WORK TO BE COMPLETED >>
The expected output is every entry below, exact in every character.

Stored data entries:
== Segment start ==

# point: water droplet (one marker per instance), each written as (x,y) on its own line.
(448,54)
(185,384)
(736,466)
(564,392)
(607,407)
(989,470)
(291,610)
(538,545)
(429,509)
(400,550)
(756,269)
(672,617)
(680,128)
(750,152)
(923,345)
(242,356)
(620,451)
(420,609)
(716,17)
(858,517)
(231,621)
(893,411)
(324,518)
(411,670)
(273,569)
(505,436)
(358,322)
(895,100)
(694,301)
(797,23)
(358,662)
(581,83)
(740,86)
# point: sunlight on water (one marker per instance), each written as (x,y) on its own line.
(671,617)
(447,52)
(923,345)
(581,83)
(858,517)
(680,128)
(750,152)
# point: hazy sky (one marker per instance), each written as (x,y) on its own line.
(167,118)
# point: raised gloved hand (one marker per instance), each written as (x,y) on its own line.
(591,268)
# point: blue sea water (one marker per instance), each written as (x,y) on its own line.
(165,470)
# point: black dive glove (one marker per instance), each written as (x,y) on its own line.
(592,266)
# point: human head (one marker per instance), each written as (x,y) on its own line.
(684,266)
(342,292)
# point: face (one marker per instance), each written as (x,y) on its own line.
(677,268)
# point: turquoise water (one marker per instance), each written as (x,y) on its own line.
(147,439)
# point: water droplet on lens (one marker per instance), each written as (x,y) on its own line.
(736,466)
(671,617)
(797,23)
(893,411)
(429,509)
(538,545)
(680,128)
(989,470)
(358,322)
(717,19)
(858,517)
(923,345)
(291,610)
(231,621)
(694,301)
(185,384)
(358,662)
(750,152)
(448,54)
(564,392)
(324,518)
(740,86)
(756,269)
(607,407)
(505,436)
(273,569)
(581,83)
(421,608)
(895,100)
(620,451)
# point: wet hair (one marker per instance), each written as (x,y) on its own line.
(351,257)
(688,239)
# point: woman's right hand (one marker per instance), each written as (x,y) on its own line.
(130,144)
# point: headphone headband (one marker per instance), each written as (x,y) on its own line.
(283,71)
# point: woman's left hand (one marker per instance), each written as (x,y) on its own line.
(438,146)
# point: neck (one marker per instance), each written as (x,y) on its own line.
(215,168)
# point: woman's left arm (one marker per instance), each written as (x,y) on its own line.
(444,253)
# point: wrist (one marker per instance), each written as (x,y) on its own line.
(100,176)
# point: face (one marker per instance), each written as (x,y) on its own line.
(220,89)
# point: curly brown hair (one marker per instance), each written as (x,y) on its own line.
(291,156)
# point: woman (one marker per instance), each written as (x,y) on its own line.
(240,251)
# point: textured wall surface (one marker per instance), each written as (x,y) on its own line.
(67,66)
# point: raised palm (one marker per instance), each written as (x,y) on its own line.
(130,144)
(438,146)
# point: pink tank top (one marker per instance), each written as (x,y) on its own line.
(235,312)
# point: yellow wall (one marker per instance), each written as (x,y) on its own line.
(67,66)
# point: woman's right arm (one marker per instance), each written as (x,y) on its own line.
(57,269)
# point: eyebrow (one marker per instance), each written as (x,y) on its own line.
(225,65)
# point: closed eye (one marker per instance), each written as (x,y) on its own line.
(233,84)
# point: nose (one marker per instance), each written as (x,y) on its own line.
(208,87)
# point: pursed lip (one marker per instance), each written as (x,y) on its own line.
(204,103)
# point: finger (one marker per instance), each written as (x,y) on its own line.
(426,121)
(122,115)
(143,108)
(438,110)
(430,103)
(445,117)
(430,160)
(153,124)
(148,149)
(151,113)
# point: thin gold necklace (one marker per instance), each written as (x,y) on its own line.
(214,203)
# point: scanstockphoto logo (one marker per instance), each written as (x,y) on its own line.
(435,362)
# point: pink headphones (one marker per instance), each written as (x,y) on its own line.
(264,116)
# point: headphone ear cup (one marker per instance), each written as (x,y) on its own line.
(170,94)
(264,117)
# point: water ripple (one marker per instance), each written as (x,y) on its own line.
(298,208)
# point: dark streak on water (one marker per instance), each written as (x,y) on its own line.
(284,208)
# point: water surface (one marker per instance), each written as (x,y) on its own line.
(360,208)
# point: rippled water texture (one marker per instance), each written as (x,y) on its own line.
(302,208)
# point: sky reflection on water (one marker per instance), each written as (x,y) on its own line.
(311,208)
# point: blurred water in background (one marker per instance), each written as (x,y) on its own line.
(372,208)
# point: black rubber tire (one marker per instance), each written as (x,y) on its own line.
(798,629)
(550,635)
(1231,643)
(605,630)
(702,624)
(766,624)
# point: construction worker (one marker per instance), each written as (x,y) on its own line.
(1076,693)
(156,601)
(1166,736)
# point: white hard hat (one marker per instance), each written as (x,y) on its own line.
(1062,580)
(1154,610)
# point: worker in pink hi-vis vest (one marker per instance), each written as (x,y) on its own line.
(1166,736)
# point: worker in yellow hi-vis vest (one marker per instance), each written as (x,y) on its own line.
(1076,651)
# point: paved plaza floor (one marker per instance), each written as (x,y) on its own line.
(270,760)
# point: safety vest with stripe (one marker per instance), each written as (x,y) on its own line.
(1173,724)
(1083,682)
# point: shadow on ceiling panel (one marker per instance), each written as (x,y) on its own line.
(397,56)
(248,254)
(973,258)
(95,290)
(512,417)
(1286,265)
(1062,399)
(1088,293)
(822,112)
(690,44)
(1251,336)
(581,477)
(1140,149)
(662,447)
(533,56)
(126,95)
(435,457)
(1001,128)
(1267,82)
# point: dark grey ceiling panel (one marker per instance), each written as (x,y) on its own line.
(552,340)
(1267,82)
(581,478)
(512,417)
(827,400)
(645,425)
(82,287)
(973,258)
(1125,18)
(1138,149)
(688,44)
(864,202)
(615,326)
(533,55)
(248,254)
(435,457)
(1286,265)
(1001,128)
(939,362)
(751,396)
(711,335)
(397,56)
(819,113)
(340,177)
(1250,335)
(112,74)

== Segment end ==

WRITTEN SOLUTION >>
# point: water droplet (one marker per instance), each written as (x,y) on its own line.
(448,54)
(185,384)
(736,466)
(564,392)
(607,407)
(989,470)
(291,610)
(538,545)
(429,509)
(400,550)
(756,269)
(672,617)
(680,128)
(750,152)
(923,345)
(242,356)
(620,451)
(420,609)
(716,17)
(858,517)
(231,621)
(893,411)
(324,518)
(411,670)
(273,569)
(505,436)
(358,322)
(895,100)
(694,301)
(797,23)
(358,662)
(581,83)
(740,86)
# point: sunlight on water (one marker per instance), each written as (x,y) on its own line.
(671,617)
(447,52)
(923,345)
(581,83)
(858,517)
(680,128)
(750,152)
# point: hazy sky (one marker per instance), each written as (x,y) on its own line.
(167,118)
# point: raised gloved hand (one marker per instance), each written as (x,y) on its own line.
(591,268)
# point: blue sea water (one marker per instance), each written as (x,y) on its own line.
(165,470)
# point: black dive glove (one marker per instance), each written as (x,y) on its own line.
(592,266)
# point: human head (one marker per instance), each written as (x,y) on its own line.
(684,266)
(342,292)
# point: face (one marker per instance), each written as (x,y) on its own line.
(677,268)
# point: turquoise water (one marker per instance), each written as (x,y) on its own line.
(147,439)
# point: water droplet on lens (one marker per instance), each written as (x,y) on its own line.
(736,466)
(671,617)
(797,23)
(893,411)
(429,509)
(538,545)
(680,128)
(989,470)
(358,322)
(717,19)
(858,517)
(923,345)
(291,610)
(231,621)
(694,301)
(185,384)
(358,662)
(750,152)
(448,54)
(564,392)
(324,518)
(740,86)
(756,269)
(607,407)
(505,436)
(273,569)
(581,83)
(421,608)
(895,100)
(620,451)
# point: wet hair (one marker per instance), each written as (x,y) on its own line.
(351,257)
(688,239)
# point: woman's right hand (one marker per instance), each written as (x,y) on its own line.
(130,144)
# point: headphone headband (one marker per instance), each written as (x,y) on its own line.
(283,71)
# point: woman's left hand (one marker per instance), each written as (x,y) on its own line.
(438,146)
# point: neck (one marker per instance), each written as (x,y) on its own line.
(215,168)
# point: woman's left arm (one marker per instance), each written as (x,y) on its own line.
(444,253)
# point: wrist (one marker per instance), each written as (x,y) on its own line.
(100,176)
# point: face (one marker per instance), each written as (x,y) on its own line.
(220,89)
# point: curly brown hair (one marker per instance), each written as (x,y) on its own line.
(291,156)
# point: woman (one marker per instance), each written as (x,y) on its own line.
(240,251)
# point: textured wall surface (one marker per instance), each written as (x,y) on its own line.
(67,66)
# point: raised palm (one marker per instance), each written as (x,y) on its own line.
(130,144)
(438,146)
# point: pink tank top (one marker per instance), each written as (x,y) on its own line.
(235,312)
# point: yellow wall (one marker per instance), each written as (x,y) on its own line.
(67,66)
# point: woman's right arm (one marker per instance), each written as (x,y) on its own line.
(57,269)
# point: eyebrow (one marker per instance), each written as (x,y) on its own line.
(225,65)
# point: closed eye (one marker per instance), each written as (x,y) on its own line.
(233,84)
# point: nose (one marker per instance), each written as (x,y) on its own line.
(208,87)
# point: pursed lip (one marker per instance), each written as (x,y) on its own line.
(204,103)
# point: finger (one marker per instance), each written as (x,y) on its own line.
(426,121)
(122,115)
(143,108)
(438,110)
(430,103)
(445,117)
(430,160)
(153,124)
(148,149)
(151,113)
# point: thin gold necklace (one marker per instance), each written as (x,y) on its own line.
(214,203)
# point: scanstockphoto logo (one marker per instance), each written as (x,y) on its own line.
(435,362)
# point: pink headphones (one marker per instance), each written as (x,y) on its own line.
(264,116)
# point: headphone ear cup (one marker per instance), each written as (x,y) on its own line.
(170,94)
(264,117)
# point: water ripple (one marker per instance), each written as (x,y) on its own line.
(298,208)
# point: dark streak on water (one marker per instance), each written as (x,y) on its own line.
(284,208)
# point: water surface (one marker per instance), each written as (x,y) on its own line.
(360,208)
# point: rippled water texture (one marker per instance), each written as (x,y) on its own line.
(302,208)
# point: sky reflection on water (one marker per instance), each written as (x,y) on its own line.
(311,208)
# point: blurred water in background (one marker per instance), each written as (x,y) on its own line.
(372,208)
# point: black rubber tire (one marker per instance), each written as (x,y) on its own line.
(798,629)
(550,635)
(1231,643)
(605,630)
(702,624)
(766,624)
# point: construction worker (one marker per instance), each written as (x,y) on its own line.
(1076,693)
(156,601)
(1166,736)
# point: white hard hat (one marker per instance), each written as (x,y) on its own line.
(1062,580)
(1154,610)
# point: worker in pink hi-vis vest (one marker per instance), each written as (x,y) on its own line.
(1166,736)
# point: worker in yellow hi-vis vest (one marker per instance), each written as (x,y) on its own line.
(1076,651)
# point: paved plaza floor (one marker per instance), each written as (x,y) on its own line.
(270,760)
# point: safety vest with stripe (one marker per instance), each written as (x,y) on its own line.
(1173,724)
(1083,682)
# point: shadow on ceiling panel (one marker per instance), each written as (x,y) on its own line.
(397,56)
(248,254)
(973,258)
(95,290)
(512,417)
(1286,265)
(1062,399)
(1088,293)
(822,112)
(690,44)
(1251,336)
(581,477)
(1140,149)
(662,447)
(533,56)
(126,95)
(435,457)
(1001,128)
(1267,82)
# point: dark grey ceiling panel (one marker per instance), each written as (x,y) on its own line.
(552,340)
(1267,82)
(581,478)
(512,417)
(827,400)
(645,425)
(82,287)
(973,258)
(1125,18)
(1138,149)
(688,44)
(864,202)
(615,326)
(533,55)
(248,254)
(435,457)
(1286,265)
(1001,128)
(939,362)
(751,396)
(711,335)
(397,56)
(819,113)
(340,177)
(1250,335)
(112,74)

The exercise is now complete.